**Given data:**
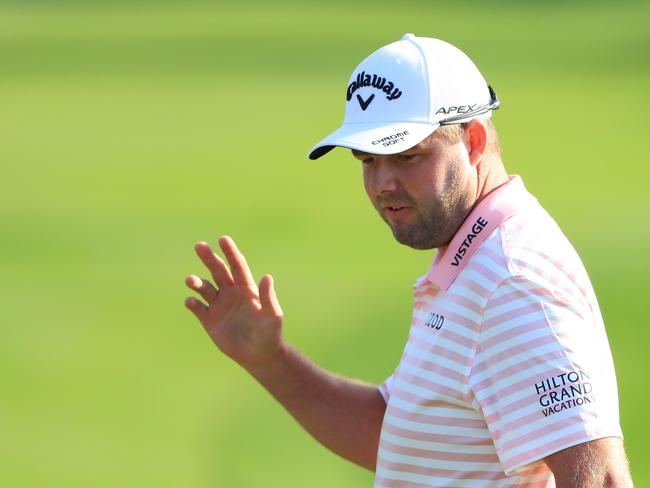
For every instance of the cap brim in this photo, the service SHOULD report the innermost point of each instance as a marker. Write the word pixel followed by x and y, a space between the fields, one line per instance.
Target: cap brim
pixel 375 139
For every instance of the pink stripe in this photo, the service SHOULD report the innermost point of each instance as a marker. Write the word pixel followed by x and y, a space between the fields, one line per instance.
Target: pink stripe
pixel 441 351
pixel 433 437
pixel 527 457
pixel 512 315
pixel 550 358
pixel 441 420
pixel 534 325
pixel 436 368
pixel 482 364
pixel 391 483
pixel 464 302
pixel 534 435
pixel 433 387
pixel 442 473
pixel 477 288
pixel 440 455
pixel 409 397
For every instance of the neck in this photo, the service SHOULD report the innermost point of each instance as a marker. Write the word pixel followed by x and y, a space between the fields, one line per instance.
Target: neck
pixel 491 174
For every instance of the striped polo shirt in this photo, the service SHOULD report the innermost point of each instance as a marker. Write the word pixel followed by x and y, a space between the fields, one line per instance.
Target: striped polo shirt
pixel 507 359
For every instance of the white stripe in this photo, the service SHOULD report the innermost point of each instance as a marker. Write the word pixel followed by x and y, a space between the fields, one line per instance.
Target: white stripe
pixel 437 359
pixel 517 340
pixel 431 376
pixel 437 446
pixel 444 308
pixel 447 412
pixel 424 393
pixel 433 339
pixel 529 373
pixel 471 275
pixel 469 294
pixel 438 463
pixel 436 429
pixel 509 361
pixel 541 441
pixel 438 481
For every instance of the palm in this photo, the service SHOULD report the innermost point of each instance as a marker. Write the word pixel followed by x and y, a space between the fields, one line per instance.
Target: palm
pixel 244 321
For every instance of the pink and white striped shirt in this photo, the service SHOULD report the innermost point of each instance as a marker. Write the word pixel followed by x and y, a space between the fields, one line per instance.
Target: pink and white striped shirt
pixel 507 359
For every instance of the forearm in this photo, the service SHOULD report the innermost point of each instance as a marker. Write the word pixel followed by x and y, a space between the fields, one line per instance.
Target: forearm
pixel 595 464
pixel 342 414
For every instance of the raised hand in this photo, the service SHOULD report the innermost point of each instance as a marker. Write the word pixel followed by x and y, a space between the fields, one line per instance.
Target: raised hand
pixel 243 320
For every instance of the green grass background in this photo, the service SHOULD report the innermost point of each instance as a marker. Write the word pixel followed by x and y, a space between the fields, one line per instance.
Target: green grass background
pixel 130 130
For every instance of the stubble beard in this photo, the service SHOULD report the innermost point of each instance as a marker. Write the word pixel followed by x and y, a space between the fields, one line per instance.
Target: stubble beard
pixel 437 220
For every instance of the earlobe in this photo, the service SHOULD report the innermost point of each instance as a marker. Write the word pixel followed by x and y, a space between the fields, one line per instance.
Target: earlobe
pixel 476 140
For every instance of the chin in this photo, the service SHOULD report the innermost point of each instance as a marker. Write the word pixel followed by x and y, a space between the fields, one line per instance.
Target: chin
pixel 415 243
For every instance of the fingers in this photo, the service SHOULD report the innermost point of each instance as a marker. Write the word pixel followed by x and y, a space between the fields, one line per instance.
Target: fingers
pixel 241 273
pixel 220 272
pixel 268 298
pixel 196 307
pixel 202 287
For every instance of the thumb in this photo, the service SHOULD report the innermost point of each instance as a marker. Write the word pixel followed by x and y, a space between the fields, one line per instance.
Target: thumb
pixel 268 297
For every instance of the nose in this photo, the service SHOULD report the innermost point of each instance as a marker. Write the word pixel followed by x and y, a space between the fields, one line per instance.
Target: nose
pixel 380 177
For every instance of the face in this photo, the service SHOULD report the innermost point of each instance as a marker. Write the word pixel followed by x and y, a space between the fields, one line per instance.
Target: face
pixel 423 193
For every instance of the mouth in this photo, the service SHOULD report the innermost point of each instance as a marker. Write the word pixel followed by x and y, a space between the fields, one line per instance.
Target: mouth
pixel 394 210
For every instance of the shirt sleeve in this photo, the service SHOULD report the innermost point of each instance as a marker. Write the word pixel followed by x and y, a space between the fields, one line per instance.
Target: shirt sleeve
pixel 543 374
pixel 385 387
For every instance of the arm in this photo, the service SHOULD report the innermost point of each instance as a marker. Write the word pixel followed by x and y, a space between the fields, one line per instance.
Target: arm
pixel 596 464
pixel 245 323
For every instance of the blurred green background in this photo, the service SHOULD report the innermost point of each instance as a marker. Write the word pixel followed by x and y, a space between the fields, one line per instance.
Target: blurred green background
pixel 130 130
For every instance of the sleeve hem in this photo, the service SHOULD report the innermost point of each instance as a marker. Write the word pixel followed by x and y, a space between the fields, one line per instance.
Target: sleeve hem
pixel 511 467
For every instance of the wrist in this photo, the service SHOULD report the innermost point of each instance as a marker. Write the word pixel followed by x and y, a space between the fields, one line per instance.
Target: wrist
pixel 272 366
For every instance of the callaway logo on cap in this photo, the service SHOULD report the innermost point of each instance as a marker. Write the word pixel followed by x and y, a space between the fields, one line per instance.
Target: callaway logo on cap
pixel 403 92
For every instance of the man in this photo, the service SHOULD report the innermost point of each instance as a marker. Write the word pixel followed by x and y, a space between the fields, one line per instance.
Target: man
pixel 506 378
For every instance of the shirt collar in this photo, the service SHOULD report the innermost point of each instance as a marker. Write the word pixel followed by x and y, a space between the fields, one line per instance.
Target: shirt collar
pixel 500 204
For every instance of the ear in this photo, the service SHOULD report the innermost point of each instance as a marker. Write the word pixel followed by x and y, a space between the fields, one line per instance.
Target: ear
pixel 475 139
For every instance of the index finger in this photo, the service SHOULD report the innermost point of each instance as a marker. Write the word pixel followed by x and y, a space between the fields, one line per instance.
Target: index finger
pixel 241 273
pixel 218 269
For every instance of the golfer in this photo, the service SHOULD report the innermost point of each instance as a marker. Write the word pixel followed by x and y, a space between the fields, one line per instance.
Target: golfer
pixel 506 379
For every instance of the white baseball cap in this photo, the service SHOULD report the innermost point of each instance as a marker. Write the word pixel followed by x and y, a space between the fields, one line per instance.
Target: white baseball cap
pixel 403 92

**Task brief:** Copy every one of the lines above word for word, leaving out the pictures.

**Output below:**
For every instance of the cap brim in this photo, the service SHOULD report the innermost point of each instance as a marker. Write the word pixel followed by x and y, a space between the fields, one line per instance.
Target: cap brim
pixel 375 139
For every instance of the pink stripe in this photo, the service SHOULD report the innermost point of each instance as a marker. Write the word pixel followed by x and y, a space between the fields, one line per instance.
Target: pink stripe
pixel 441 351
pixel 433 437
pixel 527 457
pixel 512 315
pixel 550 358
pixel 441 420
pixel 534 325
pixel 436 368
pixel 482 364
pixel 391 483
pixel 464 302
pixel 534 435
pixel 433 387
pixel 442 473
pixel 477 288
pixel 440 455
pixel 409 397
For every instance of the neck in this photo, the service SHOULD report the innermost point of each instance as a marker. Write the word pixel followed by x and y, a space between the fields, one line per instance.
Target: neck
pixel 491 174
For every instance of the striped polo shirt in this photo, the service SHOULD report the innermost point of each instance as a marker. Write the word pixel followed by x and y, a space between the fields, one line per instance.
Target: striped polo shirt
pixel 507 359
For every instance of the white stripe in this photo, the service SHOULD report the innermost point of each instance as a marker. Write the word pixel followed by x and y, a space between the fields, one line per instance.
Target: white stripe
pixel 437 359
pixel 517 340
pixel 431 376
pixel 437 446
pixel 444 308
pixel 447 412
pixel 424 393
pixel 433 339
pixel 529 373
pixel 471 275
pixel 469 294
pixel 438 463
pixel 436 429
pixel 509 361
pixel 541 441
pixel 438 481
For every instance of the palm in this photo, the service SHOULD report the innermost point of each instance as a marker. Write the word pixel followed by x and y, a space between the fields, one line per instance.
Target: palm
pixel 244 321
For every instance of the pink and white striped shirt in this photo, the service SHOULD report the innermost point of each instance as a marker. Write the word pixel followed by x and y, a space between the fields, one line per instance.
Target: pink and white striped shirt
pixel 507 359
For every instance of the forearm in this photo, the service SHOULD report the innermost point of each instance as a marker. Write the word pixel followed by x and y, a space between the fields, one line per instance.
Target: forearm
pixel 595 464
pixel 342 414
For every instance of the raised hand in this photo, the service SHOULD report the innermost point of each instance as a marker. Write the word pixel followed by x and y, a space between the fields, one line per instance.
Target: raised hand
pixel 243 320
For every instance of the green grass background in this photo, the service SHOULD report the innermost point of each instance as a marker. Write the word pixel followed by x and y, a space between the fields, one line per instance.
Target: green grass background
pixel 130 130
For every instance of the stubble beard in this photo, the service SHOULD report the innermost point of each instance as a marker. Write the word pixel followed by x and y, a space between the fields, one line per instance.
Target: stubble beard
pixel 437 220
For every instance of the earlobe in this photo, the service SHOULD report the innermost point of each instance as a marker. Write the word pixel followed by x and y, a space between the fields, one line per instance.
Target: earlobe
pixel 476 140
For every instance of the chin in this photo, the service SHOULD report the innermost point of each instance as a marker. Write the word pixel followed by x and y, a space between the fields, one line per instance.
Target: chin
pixel 415 243
For every instance of the fingers in this photo, the service SHOULD report the innermost point of each instance as a marker. Write the word pixel followed by x and y, a space between the fields, one line per instance.
Target: fingers
pixel 241 273
pixel 220 272
pixel 268 298
pixel 196 307
pixel 202 287
For every instance of the thumb in this photo, the service SHOULD report the innermost point of each instance as a marker. Write the word pixel followed by x and y, a space between the fields, one line per instance.
Target: thumb
pixel 268 297
For every instance of the nose in this photo, the service SHOULD report the innermost point of each instance as a marker. Write the word pixel followed by x and y, a space between the fields, one line per instance.
Target: nose
pixel 380 177
For every instance of the face in this photo, the service SHOULD report the innermost point of each instance as a marker. Write the word pixel followed by x and y, a space between the fields, one line per instance.
Target: face
pixel 423 193
For every instance of the mouth in this photo, the service SHOULD report the innermost point of each instance as a marker. Write the word pixel followed by x and y, a space between the fields, one line per instance.
Target: mouth
pixel 394 210
For every instance of the shirt sleeve in this photo, the service SHOULD report the innermost point of each instance as a marker. Write the word pixel followed by x and y, a space between the fields, one line per instance.
Target: shirt sleeve
pixel 543 374
pixel 385 387
For every instance of the arm in this photo, the service SHOULD report the innermost point of each instance as a marker. Write the word pixel followed by x and y, a space between the fields, one line per instance.
Target: arm
pixel 596 464
pixel 245 323
For every instance of the blurred green background in this photo, the service SHOULD report the innermost point of each instance as a marker. Write the word pixel followed by x and y, a space between the fields, one line per instance.
Target: blurred green background
pixel 130 130
For every instance of the sleeve hem in this photo, the service SHOULD report the innermost point of each instance as a marker. Write the word pixel followed by x and y, a space between the fields, one line per instance.
Target: sleeve hem
pixel 511 467
For every instance of the wrist in this photo, the service SHOULD report the innermost point of each instance as a marker. Write the word pixel followed by x and y, a space between the fields, one line per instance.
Target: wrist
pixel 272 366
For every instance of the callaway logo on cap in this photo, the service SHOULD report the innermost point of each instance as a marker. Write the word pixel followed by x and y, a space between the fields, one line per instance.
Target: callaway logo on cap
pixel 403 92
For every instance of the man in this photo, the service SHOULD report the innermost point of each instance as a marker. Write the word pixel followed by x and y, a space between the fields, one line per instance.
Target: man
pixel 506 378
For every instance of the shirt collar in this photo, the service SHOULD report the innermost point of each instance as a marker. Write the word pixel followed by x and y, a space between the fields, one line per instance.
Target: shirt collar
pixel 500 204
For every instance of the ear in this photo, the service SHOULD report the innermost point of each instance as a marker. Write the word pixel followed by x and y, a space between the fields, one line per instance.
Target: ear
pixel 475 139
For every instance of the index finger in this photo, the service SHOULD report the innermost point of each instance as a marker. Write the word pixel followed by x and y, a space between the fields, one line per instance.
Target: index finger
pixel 241 273
pixel 218 269
For every instance of the golfer in this photo, the service SHOULD report the innermost point of each instance as a marker. Write the word pixel followed by x and y, a space between the fields, one line per instance.
Target: golfer
pixel 506 379
For every instance of the white baseball cap in this photo, the service SHOULD report the innermost point of each instance as a marker. Write the word pixel followed by x and y, a space between the fields, one line per instance.
Target: white baseball cap
pixel 403 92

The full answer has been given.